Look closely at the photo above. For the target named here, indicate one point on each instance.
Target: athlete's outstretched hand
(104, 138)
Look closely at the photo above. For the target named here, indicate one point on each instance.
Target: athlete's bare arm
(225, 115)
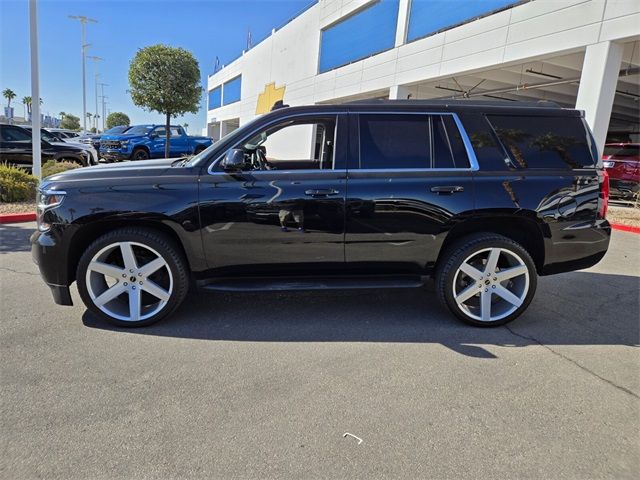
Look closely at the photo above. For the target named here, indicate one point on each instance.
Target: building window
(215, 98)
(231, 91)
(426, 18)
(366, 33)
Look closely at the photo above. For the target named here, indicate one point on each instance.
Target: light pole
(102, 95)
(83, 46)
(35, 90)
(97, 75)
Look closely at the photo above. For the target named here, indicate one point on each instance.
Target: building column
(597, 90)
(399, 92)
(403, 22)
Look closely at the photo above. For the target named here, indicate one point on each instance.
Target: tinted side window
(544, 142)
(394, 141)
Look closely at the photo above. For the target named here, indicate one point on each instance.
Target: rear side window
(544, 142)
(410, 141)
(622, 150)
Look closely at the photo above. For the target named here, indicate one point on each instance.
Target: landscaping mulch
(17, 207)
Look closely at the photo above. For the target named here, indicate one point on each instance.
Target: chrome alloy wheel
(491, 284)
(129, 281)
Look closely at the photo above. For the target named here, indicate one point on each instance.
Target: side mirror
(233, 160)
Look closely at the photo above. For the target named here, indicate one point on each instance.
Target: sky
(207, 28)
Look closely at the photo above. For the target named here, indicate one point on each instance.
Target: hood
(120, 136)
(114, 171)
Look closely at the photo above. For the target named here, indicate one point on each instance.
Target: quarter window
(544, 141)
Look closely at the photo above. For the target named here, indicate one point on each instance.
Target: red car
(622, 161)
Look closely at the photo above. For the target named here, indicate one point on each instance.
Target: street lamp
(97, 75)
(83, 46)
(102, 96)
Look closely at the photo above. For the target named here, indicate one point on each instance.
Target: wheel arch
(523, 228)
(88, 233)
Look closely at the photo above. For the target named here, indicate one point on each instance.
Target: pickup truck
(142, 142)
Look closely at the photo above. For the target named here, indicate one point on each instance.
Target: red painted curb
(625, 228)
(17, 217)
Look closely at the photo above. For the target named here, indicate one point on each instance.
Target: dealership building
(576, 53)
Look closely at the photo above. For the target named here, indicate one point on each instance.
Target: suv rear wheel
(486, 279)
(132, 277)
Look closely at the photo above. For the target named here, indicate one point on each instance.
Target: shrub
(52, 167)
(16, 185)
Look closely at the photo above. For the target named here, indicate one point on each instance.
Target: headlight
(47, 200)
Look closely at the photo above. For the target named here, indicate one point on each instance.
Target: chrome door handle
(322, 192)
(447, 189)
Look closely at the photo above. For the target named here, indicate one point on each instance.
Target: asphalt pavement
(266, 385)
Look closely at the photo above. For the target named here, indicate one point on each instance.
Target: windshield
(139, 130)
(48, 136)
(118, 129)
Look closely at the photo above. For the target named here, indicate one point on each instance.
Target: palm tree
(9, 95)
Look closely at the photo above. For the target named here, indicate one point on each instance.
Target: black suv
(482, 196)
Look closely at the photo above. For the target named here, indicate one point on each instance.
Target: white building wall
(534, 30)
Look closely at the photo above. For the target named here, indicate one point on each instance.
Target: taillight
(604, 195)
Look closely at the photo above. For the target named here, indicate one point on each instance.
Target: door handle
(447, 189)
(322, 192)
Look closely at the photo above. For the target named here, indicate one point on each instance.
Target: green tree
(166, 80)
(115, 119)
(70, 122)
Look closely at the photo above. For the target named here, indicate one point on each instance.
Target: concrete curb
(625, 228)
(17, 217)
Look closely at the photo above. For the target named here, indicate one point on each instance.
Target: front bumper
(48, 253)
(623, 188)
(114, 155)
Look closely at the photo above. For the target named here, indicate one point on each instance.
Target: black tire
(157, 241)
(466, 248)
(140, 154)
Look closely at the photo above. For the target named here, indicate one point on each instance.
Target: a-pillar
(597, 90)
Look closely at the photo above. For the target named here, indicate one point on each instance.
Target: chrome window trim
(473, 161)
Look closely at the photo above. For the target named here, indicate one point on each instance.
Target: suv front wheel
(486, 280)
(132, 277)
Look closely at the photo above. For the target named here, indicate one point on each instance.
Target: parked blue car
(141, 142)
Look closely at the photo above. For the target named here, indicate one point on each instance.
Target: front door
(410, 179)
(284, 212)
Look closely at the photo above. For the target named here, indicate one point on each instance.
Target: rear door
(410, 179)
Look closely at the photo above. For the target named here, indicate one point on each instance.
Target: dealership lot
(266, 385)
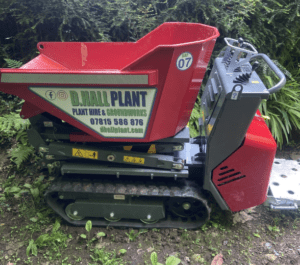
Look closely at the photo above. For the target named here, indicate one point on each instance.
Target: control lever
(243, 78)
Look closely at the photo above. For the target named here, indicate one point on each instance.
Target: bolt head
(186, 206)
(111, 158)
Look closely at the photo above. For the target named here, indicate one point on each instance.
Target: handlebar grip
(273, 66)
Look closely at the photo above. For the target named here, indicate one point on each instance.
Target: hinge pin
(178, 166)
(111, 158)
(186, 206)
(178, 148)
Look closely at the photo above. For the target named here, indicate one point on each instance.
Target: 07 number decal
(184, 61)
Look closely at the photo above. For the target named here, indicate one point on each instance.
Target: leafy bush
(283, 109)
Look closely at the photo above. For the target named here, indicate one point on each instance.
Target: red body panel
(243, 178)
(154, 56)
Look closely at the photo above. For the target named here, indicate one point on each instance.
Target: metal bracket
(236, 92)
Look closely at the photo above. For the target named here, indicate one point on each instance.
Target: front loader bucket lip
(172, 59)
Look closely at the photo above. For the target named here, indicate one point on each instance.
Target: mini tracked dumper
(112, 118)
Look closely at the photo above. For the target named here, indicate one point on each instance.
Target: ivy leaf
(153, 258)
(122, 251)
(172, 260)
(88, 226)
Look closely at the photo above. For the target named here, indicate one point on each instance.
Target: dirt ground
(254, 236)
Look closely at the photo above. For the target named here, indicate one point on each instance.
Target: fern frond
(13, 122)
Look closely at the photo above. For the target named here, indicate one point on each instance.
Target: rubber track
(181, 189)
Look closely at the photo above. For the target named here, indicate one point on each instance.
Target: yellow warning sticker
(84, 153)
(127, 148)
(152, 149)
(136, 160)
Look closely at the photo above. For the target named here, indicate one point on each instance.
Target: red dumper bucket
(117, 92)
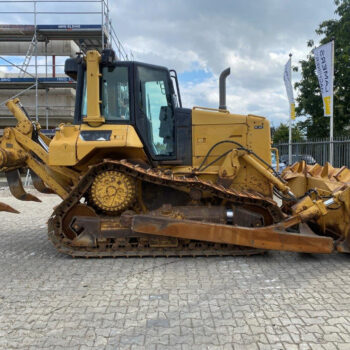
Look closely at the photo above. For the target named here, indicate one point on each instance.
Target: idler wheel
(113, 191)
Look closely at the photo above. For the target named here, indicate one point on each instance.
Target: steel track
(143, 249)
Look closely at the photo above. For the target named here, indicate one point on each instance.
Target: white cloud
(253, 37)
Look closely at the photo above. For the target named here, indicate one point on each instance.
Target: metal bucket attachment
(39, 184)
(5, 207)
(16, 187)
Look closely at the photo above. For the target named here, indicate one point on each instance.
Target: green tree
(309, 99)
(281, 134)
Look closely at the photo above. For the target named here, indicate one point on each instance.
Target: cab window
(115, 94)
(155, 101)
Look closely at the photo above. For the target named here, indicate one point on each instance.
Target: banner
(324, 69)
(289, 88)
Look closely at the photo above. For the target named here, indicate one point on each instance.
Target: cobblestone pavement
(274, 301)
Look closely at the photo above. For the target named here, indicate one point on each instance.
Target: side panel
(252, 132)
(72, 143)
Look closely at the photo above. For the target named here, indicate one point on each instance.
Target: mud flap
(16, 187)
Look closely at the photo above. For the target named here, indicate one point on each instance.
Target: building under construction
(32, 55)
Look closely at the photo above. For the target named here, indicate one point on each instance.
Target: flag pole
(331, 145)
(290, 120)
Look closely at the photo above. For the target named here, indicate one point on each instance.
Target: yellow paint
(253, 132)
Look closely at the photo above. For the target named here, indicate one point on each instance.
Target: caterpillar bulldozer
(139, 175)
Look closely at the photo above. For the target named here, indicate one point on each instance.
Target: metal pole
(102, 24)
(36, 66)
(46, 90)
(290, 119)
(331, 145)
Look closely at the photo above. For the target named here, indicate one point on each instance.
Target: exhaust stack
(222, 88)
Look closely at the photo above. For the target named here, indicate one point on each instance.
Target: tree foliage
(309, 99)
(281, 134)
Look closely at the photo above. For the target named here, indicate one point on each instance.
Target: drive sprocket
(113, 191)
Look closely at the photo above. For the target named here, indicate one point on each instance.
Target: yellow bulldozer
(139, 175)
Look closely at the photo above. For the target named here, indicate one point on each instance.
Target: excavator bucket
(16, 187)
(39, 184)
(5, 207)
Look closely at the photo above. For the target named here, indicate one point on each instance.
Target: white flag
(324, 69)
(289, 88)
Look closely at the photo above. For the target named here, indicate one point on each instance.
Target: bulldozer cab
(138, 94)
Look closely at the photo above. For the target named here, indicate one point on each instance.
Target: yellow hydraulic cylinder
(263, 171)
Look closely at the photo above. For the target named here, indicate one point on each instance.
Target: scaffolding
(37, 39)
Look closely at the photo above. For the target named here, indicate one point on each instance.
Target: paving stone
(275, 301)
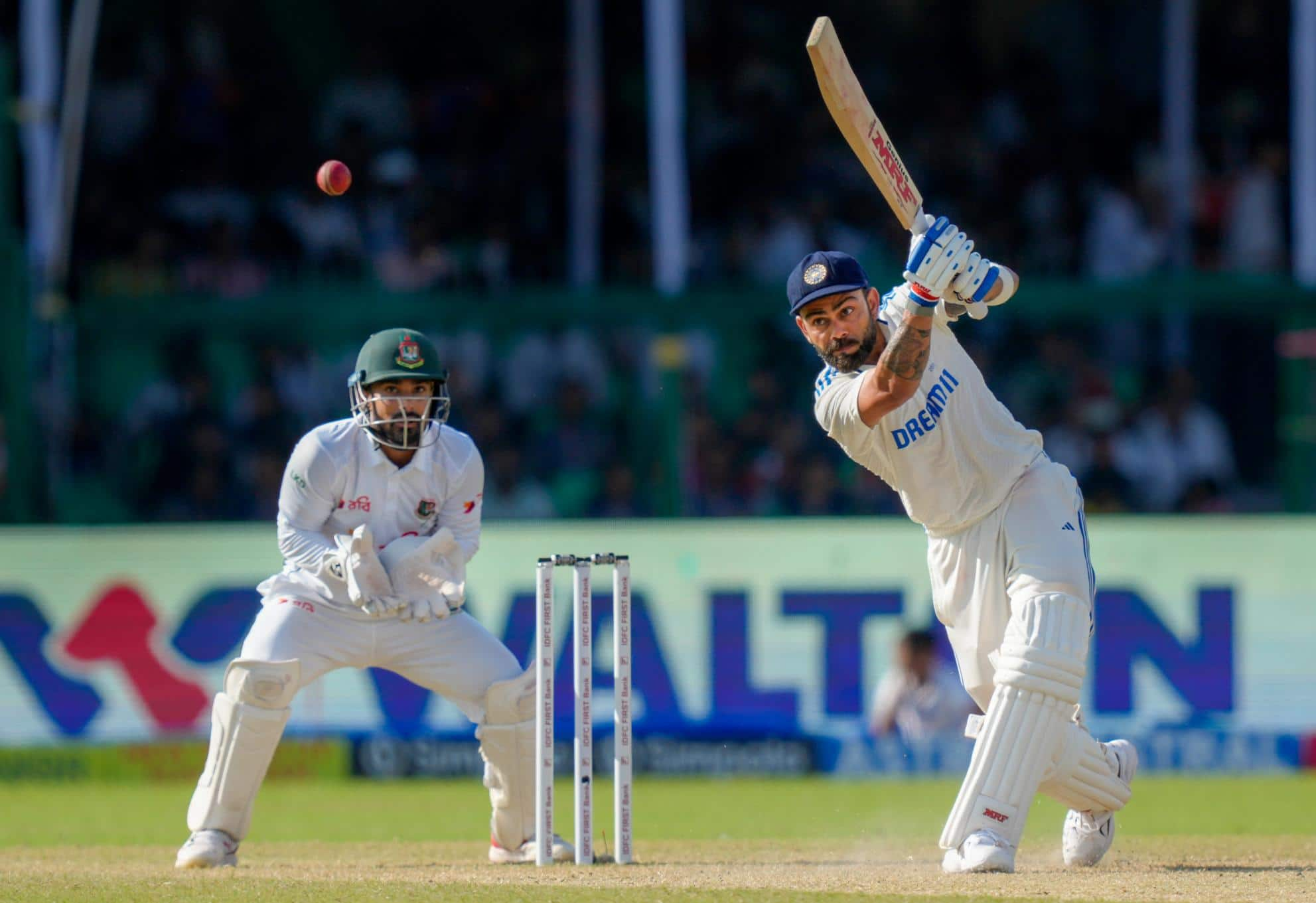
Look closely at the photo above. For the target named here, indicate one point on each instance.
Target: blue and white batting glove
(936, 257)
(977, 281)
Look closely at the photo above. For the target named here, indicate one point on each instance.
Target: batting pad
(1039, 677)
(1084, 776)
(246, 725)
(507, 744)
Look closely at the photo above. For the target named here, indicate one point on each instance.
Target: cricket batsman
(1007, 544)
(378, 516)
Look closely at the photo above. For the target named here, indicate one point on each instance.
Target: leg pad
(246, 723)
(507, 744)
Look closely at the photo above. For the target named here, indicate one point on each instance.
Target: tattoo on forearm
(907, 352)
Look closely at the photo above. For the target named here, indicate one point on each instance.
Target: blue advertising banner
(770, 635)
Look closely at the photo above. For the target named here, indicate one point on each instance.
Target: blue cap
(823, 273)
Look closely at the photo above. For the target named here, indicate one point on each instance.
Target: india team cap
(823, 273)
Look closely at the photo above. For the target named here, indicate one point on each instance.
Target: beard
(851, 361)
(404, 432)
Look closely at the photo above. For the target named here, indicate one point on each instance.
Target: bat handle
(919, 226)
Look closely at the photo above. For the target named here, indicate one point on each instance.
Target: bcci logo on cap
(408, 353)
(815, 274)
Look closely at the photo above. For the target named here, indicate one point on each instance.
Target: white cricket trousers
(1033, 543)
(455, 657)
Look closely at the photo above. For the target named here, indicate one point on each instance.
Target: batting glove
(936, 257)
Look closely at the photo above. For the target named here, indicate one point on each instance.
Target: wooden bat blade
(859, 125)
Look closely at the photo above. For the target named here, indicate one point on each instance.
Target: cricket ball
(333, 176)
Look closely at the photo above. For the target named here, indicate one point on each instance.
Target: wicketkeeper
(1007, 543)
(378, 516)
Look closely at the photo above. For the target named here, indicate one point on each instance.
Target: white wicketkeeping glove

========================================

*Problem to work on*:
Everything from the line that contains "Target: wicketkeeper" through the end of the records must be duplicated exactly, and nothing outside that range.

*Answer box*:
Target: wicketkeeper
(1007, 543)
(378, 516)
Look closely at the photo above. For the target named here, indicate one point on each instance.
Target: white wicketkeeping glove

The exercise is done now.